- [What is needed]
Quote the entries word for word. Omit the pictures.

- [Data]
________________

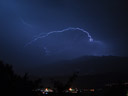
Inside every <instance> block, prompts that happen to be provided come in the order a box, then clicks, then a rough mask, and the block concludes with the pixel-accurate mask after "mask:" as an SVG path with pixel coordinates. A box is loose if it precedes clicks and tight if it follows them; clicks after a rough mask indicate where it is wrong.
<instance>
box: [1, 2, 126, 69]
mask: <svg viewBox="0 0 128 96" xmlns="http://www.w3.org/2000/svg"><path fill="white" fill-rule="evenodd" d="M0 8H1V10H0V14H1V15H0V25H1V26H0V45H1V47H0V53H1V54H0V58H1V59H3V60H5V61H6V62H9V63H11V64H14V66H15V67H16V68H17V66H20V67H21V68H23V69H25V70H27V67H28V69H33V68H34V66H35V63H36V64H38V65H37V66H40V65H41V64H42V63H45V60H44V59H48V60H49V58H52V56H53V57H55V56H56V57H57V56H60V55H62V54H60V53H63V54H65V55H62V57H66V56H67V55H69V53H70V54H71V56H74V55H75V56H76V57H77V55H78V56H81V55H84V53H86V54H87V55H123V56H127V53H128V51H127V49H128V45H127V44H126V43H127V42H126V41H127V40H128V39H127V31H128V29H127V25H128V24H127V21H128V19H127V17H128V14H127V3H126V0H6V1H5V0H0ZM22 20H24V22H25V23H26V24H30V25H31V26H32V28H31V27H29V26H27V25H26V24H25V23H23V22H22ZM67 27H80V28H83V29H86V30H87V31H89V32H90V34H91V35H92V37H93V38H94V40H96V41H100V42H102V43H96V42H95V43H93V44H92V45H90V43H87V42H84V40H83V39H76V37H78V38H80V36H79V35H80V34H79V33H77V35H76V37H75V36H74V33H70V34H67V33H65V35H64V34H63V36H59V35H57V36H58V37H57V36H53V37H48V38H45V40H46V39H47V40H46V42H45V44H46V46H48V49H49V50H50V51H52V50H54V49H57V51H52V52H51V53H52V54H54V55H52V56H51V57H49V56H48V58H47V56H45V50H44V49H43V47H42V46H44V41H42V40H39V41H37V42H35V43H33V44H32V45H30V46H28V47H27V48H24V45H25V44H26V43H28V42H29V41H31V40H32V39H33V36H35V35H38V34H39V33H41V32H44V33H47V32H50V31H54V30H55V31H56V30H61V29H64V28H67ZM61 35H62V34H61ZM65 38H66V40H65ZM74 38H75V39H76V41H77V42H76V41H74V40H73V39H74ZM55 39H56V40H55ZM85 41H86V40H85ZM65 42H67V43H65ZM54 43H55V44H54ZM72 44H74V45H72ZM91 48H92V49H91ZM61 49H64V50H61ZM83 50H84V51H83ZM88 50H89V51H88ZM106 50H107V51H106ZM57 52H60V53H57ZM56 53H57V54H56ZM86 54H85V55H86ZM52 59H53V58H52ZM26 66H27V67H26ZM30 66H31V68H30ZM20 67H19V69H20Z"/></svg>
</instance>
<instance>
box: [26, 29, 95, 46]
mask: <svg viewBox="0 0 128 96" xmlns="http://www.w3.org/2000/svg"><path fill="white" fill-rule="evenodd" d="M76 30H78V31H81V32H83V33H85V34H87V36H88V38H89V42H93V38H92V36H91V35H90V34H89V32H87V31H85V30H84V29H81V28H78V27H77V28H74V27H69V28H66V29H63V30H59V31H51V32H48V33H45V34H44V33H41V34H39V35H38V36H36V38H34V39H33V40H32V41H30V42H29V43H27V44H26V45H25V47H26V46H28V45H30V44H32V43H33V42H36V41H37V40H39V39H42V38H46V37H48V36H49V35H52V34H54V33H63V32H66V31H76Z"/></svg>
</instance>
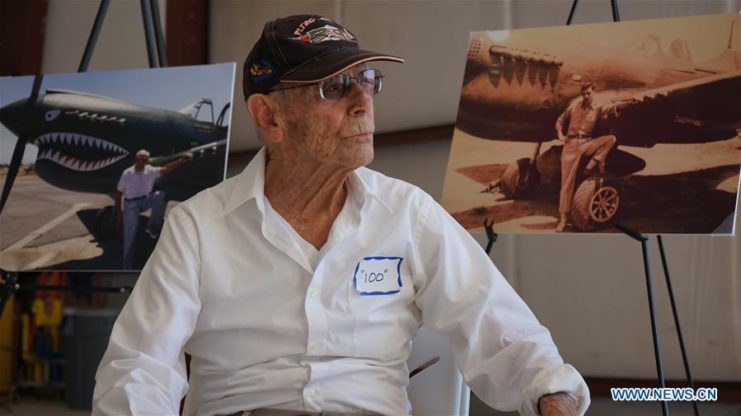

________________

- [Answer space]
Inside every <instance> block, prompts that happen to be provided come in the order a box, then clicks, then a rough mask, and the block concludes with the pixel-accurate mask after "mask:" as an SVG path with pixel coordinates. A box is loose if it precedes clicks and tight if it follows them; clicks after a rough mask indicate where it is wrong.
<instance>
box: [1, 2, 126, 69]
mask: <svg viewBox="0 0 128 96" xmlns="http://www.w3.org/2000/svg"><path fill="white" fill-rule="evenodd" d="M0 8H1V10H0V14H1V15H0V25H1V26H0V45H1V47H0V53H1V54H0V58H1V59H3V60H5V61H6V62H9V63H11V64H14V66H15V67H16V68H17V66H20V67H21V68H23V69H25V70H27V67H28V69H33V68H34V66H35V63H36V64H38V65H37V66H40V65H41V64H42V63H45V60H44V59H48V60H49V58H52V56H53V57H55V56H56V57H57V56H60V55H62V54H60V53H63V54H65V55H62V57H66V56H67V55H69V53H70V54H71V56H74V55H75V56H76V57H77V55H78V56H81V55H84V53H86V54H87V55H123V56H127V53H128V51H127V49H128V45H127V44H126V43H127V42H126V41H127V40H128V39H127V31H128V29H127V25H128V24H127V21H128V19H127V17H128V14H127V3H126V0H6V1H5V0H0ZM22 20H24V22H25V23H26V24H30V25H31V26H32V28H31V27H29V26H27V25H26V24H25V23H23V22H22ZM67 27H80V28H83V29H86V30H87V31H89V32H90V34H91V35H92V37H93V38H94V40H96V41H100V42H102V43H96V42H95V43H93V44H92V45H90V43H87V42H84V40H83V39H76V37H78V38H80V36H79V35H80V34H79V33H77V35H76V37H75V36H74V33H70V34H67V33H65V35H64V34H63V36H59V35H57V36H58V37H57V36H53V37H48V38H45V40H46V39H47V40H46V42H45V44H46V46H48V49H49V50H50V51H52V50H54V49H57V51H52V52H51V53H52V54H54V55H52V56H51V57H49V56H48V58H47V56H45V50H44V49H43V47H42V46H44V41H42V40H39V41H37V42H35V43H33V44H32V45H30V46H28V47H27V48H24V45H25V44H26V43H28V42H29V41H31V40H32V39H33V36H35V35H38V34H39V33H41V32H44V33H47V32H50V31H54V30H55V31H56V30H61V29H64V28H67ZM61 35H62V34H61ZM65 38H66V40H65ZM74 38H75V39H76V41H77V42H76V41H74V40H73V39H74ZM55 39H56V40H55ZM85 41H86V40H85ZM65 42H67V43H65ZM54 43H55V44H54ZM72 44H74V45H72ZM91 48H92V49H91ZM61 49H64V50H61ZM83 50H84V51H83ZM88 50H89V51H88ZM106 50H107V51H106ZM57 52H60V53H57ZM56 53H57V54H56ZM86 54H85V55H86ZM52 59H53V58H52ZM26 66H27V67H26ZM30 66H31V68H30ZM20 67H19V69H20Z"/></svg>
</instance>
<instance>
box: [26, 29, 95, 46]
mask: <svg viewBox="0 0 128 96" xmlns="http://www.w3.org/2000/svg"><path fill="white" fill-rule="evenodd" d="M76 30H78V31H81V32H83V33H85V34H87V36H88V38H89V42H93V38H92V36H91V35H90V34H89V32H87V31H85V30H84V29H81V28H78V27H77V28H74V27H69V28H66V29H63V30H59V31H51V32H48V33H45V34H44V33H41V34H39V35H38V36H36V38H34V39H33V40H32V41H30V42H29V43H27V44H26V45H25V47H26V46H28V45H30V44H32V43H33V42H36V41H37V40H39V39H42V38H46V37H48V36H49V35H52V34H54V33H63V32H66V31H76Z"/></svg>
</instance>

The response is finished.